EXTRACTED ENTRIES —
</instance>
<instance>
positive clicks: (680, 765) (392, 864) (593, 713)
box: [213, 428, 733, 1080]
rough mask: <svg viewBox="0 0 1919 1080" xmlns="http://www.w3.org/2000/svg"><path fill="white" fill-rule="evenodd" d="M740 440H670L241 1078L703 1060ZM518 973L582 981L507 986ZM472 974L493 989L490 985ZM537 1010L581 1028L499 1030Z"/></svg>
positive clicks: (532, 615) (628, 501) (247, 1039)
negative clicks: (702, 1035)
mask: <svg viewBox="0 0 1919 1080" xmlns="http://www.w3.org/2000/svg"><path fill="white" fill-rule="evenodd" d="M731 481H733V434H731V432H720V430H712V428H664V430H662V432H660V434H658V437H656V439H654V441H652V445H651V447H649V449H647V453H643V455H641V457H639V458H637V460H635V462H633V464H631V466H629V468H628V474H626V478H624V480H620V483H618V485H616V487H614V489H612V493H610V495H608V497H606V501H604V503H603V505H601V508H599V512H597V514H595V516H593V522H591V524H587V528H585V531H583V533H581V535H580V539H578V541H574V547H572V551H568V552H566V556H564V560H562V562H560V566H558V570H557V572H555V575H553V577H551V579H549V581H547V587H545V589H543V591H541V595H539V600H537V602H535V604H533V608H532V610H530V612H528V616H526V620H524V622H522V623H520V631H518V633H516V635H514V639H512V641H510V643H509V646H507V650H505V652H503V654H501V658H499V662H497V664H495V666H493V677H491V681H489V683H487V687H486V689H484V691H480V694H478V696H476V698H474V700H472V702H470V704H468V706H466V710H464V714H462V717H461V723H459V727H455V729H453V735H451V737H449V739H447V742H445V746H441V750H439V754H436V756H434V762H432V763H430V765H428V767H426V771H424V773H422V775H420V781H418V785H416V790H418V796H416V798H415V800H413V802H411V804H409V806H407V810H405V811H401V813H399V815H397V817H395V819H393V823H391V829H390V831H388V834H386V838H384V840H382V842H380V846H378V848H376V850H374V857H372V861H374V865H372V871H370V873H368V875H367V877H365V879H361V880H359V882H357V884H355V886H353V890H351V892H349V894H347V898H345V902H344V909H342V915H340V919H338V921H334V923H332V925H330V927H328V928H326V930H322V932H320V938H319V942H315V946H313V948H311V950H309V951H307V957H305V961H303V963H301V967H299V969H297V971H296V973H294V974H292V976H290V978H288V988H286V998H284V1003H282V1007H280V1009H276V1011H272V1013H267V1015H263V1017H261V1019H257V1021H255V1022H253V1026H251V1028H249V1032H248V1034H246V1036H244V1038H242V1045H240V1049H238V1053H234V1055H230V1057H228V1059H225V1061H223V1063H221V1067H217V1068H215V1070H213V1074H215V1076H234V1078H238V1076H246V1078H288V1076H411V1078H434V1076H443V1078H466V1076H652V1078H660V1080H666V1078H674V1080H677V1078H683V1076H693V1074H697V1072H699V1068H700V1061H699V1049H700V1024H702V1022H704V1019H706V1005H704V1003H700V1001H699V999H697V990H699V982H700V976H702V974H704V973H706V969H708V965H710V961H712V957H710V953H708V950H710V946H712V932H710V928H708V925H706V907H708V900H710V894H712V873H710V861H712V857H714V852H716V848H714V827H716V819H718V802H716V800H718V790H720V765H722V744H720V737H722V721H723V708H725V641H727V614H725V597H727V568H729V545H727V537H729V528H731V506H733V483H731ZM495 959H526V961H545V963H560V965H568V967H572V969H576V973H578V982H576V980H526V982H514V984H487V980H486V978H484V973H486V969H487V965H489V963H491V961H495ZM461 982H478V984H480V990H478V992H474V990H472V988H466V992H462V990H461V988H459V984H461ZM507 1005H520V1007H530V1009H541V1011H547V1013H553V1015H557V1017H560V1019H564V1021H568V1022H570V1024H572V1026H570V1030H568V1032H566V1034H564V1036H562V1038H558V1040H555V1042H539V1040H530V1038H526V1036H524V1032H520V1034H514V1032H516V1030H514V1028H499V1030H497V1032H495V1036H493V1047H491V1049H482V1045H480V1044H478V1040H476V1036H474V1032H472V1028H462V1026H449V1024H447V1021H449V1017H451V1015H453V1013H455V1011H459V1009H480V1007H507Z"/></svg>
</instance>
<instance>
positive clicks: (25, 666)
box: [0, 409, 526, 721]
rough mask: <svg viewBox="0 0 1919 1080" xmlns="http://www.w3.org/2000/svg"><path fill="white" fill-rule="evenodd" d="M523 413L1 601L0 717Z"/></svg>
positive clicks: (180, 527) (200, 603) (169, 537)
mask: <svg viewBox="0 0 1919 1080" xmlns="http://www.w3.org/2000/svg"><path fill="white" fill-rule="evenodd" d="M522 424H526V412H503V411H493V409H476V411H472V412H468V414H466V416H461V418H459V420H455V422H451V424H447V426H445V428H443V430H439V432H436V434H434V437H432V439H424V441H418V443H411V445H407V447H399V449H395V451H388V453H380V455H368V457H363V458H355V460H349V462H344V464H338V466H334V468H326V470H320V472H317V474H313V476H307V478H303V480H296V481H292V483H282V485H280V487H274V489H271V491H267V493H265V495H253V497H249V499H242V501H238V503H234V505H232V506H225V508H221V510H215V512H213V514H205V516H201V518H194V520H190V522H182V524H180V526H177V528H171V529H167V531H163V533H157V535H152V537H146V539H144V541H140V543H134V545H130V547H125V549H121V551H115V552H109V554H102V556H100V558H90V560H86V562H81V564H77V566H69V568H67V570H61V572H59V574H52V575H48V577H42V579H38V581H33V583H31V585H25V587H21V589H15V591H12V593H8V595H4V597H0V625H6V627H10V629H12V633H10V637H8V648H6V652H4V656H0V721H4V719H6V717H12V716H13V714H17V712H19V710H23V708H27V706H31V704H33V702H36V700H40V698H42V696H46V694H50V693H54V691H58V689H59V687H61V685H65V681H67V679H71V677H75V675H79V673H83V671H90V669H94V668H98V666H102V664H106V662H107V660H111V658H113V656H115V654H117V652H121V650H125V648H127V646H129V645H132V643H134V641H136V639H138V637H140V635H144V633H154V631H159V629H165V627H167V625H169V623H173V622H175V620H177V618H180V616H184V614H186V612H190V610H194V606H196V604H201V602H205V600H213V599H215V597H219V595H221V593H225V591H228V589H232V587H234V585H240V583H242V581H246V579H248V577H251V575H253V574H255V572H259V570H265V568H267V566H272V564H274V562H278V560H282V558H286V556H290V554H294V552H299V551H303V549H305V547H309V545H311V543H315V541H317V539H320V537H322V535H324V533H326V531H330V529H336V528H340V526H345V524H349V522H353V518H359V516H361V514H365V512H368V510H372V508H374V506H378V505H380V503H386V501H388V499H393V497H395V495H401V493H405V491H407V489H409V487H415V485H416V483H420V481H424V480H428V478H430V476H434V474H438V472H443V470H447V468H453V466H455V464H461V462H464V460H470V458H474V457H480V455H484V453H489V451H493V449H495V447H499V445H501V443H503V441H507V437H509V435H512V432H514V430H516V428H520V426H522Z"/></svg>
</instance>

EXERCISE DIRECTIONS — If a line in the data above includes the string "positive", copy it.

ANSWER —
positive clicks: (680, 765) (392, 864) (593, 713)
positive clicks: (532, 615) (628, 501) (247, 1039)
positive clicks: (25, 666)
positive clicks: (180, 527) (200, 603) (169, 537)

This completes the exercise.